- [Directive]:
Copy the data below, swapping every "detector" for "annotator" and leaving everything else unchanged.

──────── Material

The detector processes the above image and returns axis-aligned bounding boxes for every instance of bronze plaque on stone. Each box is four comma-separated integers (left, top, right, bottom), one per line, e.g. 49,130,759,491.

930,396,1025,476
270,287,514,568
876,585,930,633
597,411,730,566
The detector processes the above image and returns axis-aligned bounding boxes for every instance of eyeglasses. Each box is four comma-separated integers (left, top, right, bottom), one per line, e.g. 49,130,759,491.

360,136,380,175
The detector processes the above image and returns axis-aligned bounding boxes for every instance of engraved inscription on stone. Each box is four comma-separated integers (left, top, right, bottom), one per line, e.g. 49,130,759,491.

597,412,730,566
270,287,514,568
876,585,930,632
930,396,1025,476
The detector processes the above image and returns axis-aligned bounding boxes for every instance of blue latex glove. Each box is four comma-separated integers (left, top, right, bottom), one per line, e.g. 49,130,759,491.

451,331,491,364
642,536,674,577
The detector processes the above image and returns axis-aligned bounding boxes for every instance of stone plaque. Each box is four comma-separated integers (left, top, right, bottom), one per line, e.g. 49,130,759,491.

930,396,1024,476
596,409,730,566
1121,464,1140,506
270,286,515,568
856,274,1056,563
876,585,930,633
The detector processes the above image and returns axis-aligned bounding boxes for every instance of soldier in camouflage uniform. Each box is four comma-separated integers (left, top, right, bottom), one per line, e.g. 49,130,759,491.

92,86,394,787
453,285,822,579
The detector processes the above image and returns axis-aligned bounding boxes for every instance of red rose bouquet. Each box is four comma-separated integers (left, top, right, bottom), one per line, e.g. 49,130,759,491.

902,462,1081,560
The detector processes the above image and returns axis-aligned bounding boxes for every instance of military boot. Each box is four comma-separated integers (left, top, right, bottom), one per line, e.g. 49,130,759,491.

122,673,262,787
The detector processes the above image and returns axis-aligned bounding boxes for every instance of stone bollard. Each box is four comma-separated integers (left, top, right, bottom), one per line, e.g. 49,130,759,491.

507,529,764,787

────────────────

- [Finished exercise]:
The annotator processes the above image and returns axis-aligned bounding boxes for every instance of bronze plaque on stone. Each box is four comma-separated integers (left, top, right, bottom), one per line, e.g. 49,130,759,491.

930,396,1025,476
270,287,514,568
876,585,930,633
597,411,730,566
The annotator processes the above image and returns axis-aligned bounding boxes for every instance of eyeglasses. Each box is four comma-separated integers (left, top, right, bottom), one per line, e.g. 49,130,759,491.

360,136,380,175
The annotator processes the above image and returns axis-aligned bounding boxes for every instance of engraved inscription on stone. Each box is four comma-separated integers (left, top, right, bottom), one per line, e.g. 49,130,759,491.

597,412,730,566
270,287,514,568
876,585,930,632
930,396,1025,476
The annotator processes the above image and returns axis-aligned bounding boxes for every instance of blue latex glove. Each box is four comma-separated integers (left, top, right, bottom), one per line, e.g. 49,130,759,491.

451,331,491,364
642,536,674,577
The annotator processes the above image and returns axis-aligned bounding boxes for every instance of stone plaque. Each box is four comma-separated integers (left, top, right, bottom), one per line, e.g. 49,130,759,491.

930,396,1024,476
596,409,730,566
1121,464,1140,506
270,286,515,568
856,274,1056,563
876,585,930,633
The annotator processes the above image and returns axis-aligned bounding boxes for every instance of soldier in camouflage uniform. Each box is four comma-separated integers (left, top, right, bottom), one per line, e.g. 49,130,759,491.

92,86,394,787
453,285,822,579
The annotator processes the above image and returns axis-aligned bounding boxes for every instance of red rose bouquet. Each box is four comma-separated integers (left, top, right, bottom), one per line, e.g. 49,130,759,491.

902,462,1081,560
The annotator processes the above image and returns axis-aligned bounding boxes for every instance of military boot. Each box is four comma-separated integers (left, top, right, bottom), one per line, e.g. 49,130,759,491.

122,673,262,787
The annotator processes the above image and returns axis-aligned bounding boxes for every instance of stone bollard. Each box is four comma-separated integers (left, top, right, bottom), one per line, e.g. 49,130,759,491.

507,529,764,787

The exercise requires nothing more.